Could you give the listing again from its start up to and including the line containing "pixel 1040 302", swapping "crosswalk signal" for "pedestrian signal" and keeping everything else the same?
_ _ _ _ _
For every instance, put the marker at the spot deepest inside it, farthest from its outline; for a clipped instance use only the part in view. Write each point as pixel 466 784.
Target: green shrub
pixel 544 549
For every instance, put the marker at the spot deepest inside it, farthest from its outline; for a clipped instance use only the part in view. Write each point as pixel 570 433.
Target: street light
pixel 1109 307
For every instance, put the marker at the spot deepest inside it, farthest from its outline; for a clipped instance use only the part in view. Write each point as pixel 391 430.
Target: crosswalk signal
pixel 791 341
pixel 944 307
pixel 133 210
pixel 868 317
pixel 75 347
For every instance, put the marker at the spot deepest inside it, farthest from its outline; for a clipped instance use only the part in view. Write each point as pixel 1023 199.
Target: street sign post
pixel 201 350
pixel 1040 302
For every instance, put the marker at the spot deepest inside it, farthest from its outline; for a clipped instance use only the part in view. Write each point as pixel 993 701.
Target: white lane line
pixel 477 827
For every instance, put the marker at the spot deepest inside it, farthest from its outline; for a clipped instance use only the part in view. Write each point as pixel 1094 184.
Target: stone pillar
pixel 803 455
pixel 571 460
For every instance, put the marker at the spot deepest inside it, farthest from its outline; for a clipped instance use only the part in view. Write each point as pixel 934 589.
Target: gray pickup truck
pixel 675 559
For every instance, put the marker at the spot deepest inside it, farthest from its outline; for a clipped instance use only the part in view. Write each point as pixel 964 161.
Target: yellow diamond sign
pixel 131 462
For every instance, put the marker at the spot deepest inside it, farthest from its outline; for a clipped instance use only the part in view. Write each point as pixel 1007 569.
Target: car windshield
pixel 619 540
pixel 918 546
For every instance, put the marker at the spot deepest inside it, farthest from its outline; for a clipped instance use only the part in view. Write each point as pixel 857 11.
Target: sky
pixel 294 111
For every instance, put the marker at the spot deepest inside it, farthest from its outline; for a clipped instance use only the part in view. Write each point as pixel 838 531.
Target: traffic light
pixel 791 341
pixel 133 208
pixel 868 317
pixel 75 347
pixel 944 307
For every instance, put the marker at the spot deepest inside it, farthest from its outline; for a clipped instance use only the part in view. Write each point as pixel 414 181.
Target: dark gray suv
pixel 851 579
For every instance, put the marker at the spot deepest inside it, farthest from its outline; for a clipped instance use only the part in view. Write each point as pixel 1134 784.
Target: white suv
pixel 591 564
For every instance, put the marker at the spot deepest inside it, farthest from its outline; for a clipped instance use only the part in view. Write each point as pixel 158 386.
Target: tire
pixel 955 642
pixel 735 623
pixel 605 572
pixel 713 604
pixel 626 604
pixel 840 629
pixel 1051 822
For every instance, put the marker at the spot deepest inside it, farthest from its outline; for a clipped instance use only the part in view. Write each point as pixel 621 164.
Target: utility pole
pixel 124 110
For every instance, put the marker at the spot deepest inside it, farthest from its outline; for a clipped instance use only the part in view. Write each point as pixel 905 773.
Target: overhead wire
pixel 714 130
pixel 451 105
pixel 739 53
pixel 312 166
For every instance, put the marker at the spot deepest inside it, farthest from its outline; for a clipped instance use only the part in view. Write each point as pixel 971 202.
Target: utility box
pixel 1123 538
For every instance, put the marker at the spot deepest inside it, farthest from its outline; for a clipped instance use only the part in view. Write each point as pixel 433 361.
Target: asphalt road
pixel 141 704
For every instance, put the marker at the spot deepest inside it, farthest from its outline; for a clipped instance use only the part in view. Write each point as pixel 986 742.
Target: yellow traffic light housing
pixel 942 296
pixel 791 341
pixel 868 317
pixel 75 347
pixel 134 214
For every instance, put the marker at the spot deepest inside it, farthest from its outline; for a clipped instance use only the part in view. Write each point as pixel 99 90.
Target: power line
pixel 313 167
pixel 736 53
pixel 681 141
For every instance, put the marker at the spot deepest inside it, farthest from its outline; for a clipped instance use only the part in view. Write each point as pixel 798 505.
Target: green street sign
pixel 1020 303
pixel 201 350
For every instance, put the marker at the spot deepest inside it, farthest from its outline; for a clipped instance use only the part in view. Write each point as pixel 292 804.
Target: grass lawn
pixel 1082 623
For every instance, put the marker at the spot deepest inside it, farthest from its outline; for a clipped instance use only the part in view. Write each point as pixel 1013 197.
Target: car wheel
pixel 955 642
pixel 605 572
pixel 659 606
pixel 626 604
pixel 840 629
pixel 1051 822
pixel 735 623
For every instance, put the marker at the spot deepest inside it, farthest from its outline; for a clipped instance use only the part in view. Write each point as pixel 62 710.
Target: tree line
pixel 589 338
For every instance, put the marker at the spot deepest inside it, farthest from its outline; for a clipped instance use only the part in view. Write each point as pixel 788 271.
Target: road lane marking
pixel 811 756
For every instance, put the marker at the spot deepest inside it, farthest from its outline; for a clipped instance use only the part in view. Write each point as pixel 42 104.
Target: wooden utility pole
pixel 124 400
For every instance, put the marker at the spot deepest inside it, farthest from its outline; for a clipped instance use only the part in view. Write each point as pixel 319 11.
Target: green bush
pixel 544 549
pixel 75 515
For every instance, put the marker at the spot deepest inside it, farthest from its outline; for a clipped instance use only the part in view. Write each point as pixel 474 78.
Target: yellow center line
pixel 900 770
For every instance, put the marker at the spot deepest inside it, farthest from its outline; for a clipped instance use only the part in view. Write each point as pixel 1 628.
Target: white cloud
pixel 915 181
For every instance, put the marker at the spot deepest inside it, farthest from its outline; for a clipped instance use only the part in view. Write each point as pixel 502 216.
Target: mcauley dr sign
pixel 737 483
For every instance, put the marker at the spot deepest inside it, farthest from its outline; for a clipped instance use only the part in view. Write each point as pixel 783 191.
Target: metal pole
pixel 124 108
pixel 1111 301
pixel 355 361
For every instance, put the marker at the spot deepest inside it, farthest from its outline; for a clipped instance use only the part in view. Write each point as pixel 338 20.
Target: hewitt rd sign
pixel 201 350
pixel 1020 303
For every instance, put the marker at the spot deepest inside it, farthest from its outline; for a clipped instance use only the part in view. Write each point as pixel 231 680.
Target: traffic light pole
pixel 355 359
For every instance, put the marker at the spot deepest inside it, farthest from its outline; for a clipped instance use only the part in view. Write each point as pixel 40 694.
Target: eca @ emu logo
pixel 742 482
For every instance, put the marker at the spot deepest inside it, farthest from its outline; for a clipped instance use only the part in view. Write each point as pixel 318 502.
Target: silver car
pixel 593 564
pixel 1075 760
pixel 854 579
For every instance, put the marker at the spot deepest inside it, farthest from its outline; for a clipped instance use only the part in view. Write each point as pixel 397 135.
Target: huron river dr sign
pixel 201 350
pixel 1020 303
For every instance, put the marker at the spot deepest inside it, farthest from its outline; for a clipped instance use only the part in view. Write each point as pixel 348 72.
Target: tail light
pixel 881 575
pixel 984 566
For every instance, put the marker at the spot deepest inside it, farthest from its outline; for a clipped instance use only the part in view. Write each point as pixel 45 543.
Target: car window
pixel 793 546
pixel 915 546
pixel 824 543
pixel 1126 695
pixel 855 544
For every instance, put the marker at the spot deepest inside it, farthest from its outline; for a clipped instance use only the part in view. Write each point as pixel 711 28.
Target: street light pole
_ _ _ _ _
Right answer:
For every instance, put the marker at the spot deepest inside it, farthest from its outline; for a clipped instance use only the part in view. Write each point as pixel 466 784.
Target: green shrub
pixel 544 549
For every instance, put the marker at the spot deepest inside it, farthest from its outline; for a clipped instance use only the part in view. Write each point as pixel 570 433.
Target: street light
pixel 1109 307
For every instance, put the marker at the spot deepest inside it, farthest from its outline; for a clipped instance use only the part in view. Write each point as pixel 391 430.
Target: pedestrian signal
pixel 791 341
pixel 944 307
pixel 133 210
pixel 868 317
pixel 75 347
For every instance, put the marker at the spot deepest inside it, farthest from its outline; for a clipped instance use only the part in view. Write each point as pixel 1023 199.
Target: street sign post
pixel 201 350
pixel 1040 302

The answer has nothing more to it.